SELECTED PASSAGE =>
Thomas Francis "Red" Hearden (September 8, 1904 – December 27, 1964) was an American football player and coach. 

Tom Hearden was born in Appleton, Wisconsin.  As a boy, his family move to Green Bay, Wisconsin.   From 1920–22 He played in the backfield for Green Bay East High School's football team with his brothers and Jim Crowley. He played college football at the University of Notre Dame, under head coach Knute Rockne, and professionally in the National Football League (NFL) as a halfback for the Green Bay Packers, under head coach Curly Lambeau, and the Chicago Bears, under head coach George Halas.

College career

College football
As a sophomore, he was a member of the 1924 National Championship team that featured the Four Horsemen backfield (including Crowley). That team defeated Stanford, led by Ernie Nevers and coached by Pop Warner, in the 1925 Rose Bowl, although Hearden did not appear in that game. He was team captain his senior year and a three-year letterman.

Coaching career
In 1930, Hearden coached for the St. Catherine's High School (Racine, Wisconsin) program, obtaining a record of 26–3–3 and two Catholic conference titles. He coached for Racine Park for the 1934–35 seasons, and posted an 8–5–3 record. In 1936, Hearden returned to his alma mater, Green Bay East High School, and achieved a 51–3–1 mark through 1942. East won 32 straight games at one point and won or shared six conference titles in that seven-year stretch.

WORK TO COMPLETE =>
**a)** In the biography of Tom Hearden, what record did his Green Bay East High School teams post from 1936 through 1942?
**b)** Reproduce the part of the Hearden biography starting with "Tom Hearden was" and going on through "coach George Halas.".

PROVIDED INFORMATION =>

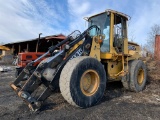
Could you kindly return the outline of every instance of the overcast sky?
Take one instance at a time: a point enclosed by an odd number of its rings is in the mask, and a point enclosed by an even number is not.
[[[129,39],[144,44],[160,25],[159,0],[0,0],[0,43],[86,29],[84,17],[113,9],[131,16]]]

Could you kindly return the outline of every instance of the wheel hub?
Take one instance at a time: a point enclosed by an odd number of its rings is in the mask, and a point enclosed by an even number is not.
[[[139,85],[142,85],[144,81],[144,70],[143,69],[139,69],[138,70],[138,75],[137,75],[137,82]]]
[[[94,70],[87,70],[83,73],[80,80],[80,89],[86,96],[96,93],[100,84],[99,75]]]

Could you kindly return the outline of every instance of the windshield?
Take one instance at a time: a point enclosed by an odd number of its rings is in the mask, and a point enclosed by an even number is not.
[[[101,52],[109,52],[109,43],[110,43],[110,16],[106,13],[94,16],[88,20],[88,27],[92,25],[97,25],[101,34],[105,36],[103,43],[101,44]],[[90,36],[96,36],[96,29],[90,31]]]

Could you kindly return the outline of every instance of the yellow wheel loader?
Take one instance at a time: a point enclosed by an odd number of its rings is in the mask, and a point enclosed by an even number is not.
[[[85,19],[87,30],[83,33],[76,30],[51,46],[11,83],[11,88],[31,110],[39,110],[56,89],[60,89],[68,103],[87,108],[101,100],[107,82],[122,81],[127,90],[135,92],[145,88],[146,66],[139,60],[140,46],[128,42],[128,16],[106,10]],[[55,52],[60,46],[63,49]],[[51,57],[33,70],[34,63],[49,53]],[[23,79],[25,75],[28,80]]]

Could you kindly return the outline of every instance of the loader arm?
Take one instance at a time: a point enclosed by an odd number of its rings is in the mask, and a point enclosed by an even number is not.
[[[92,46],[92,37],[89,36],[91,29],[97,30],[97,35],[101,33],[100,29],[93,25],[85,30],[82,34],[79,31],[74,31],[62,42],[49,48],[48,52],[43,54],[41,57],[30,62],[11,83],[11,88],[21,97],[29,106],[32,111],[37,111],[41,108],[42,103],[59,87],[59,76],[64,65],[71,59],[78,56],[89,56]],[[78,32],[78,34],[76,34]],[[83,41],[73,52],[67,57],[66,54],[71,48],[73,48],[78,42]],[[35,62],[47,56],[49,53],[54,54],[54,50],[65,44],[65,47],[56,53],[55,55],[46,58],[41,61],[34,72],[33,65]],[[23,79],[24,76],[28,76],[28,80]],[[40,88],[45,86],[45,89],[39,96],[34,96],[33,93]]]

EXPECTED RESULTS =>
**a)** 51–3–1

**b)**
Tom Hearden was born in Appleton, Wisconsin.  As a boy, his family move to Green Bay, Wisconsin.   From 1920–22 He played in the backfield for Green Bay East High School's football team with his brothers and Jim Crowley. He played college football at the University of Notre Dame, under head coach Knute Rockne, and professionally in the National Football League (NFL) as a halfback for the Green Bay Packers, under head coach Curly Lambeau, and the Chicago Bears, under head coach George Halas.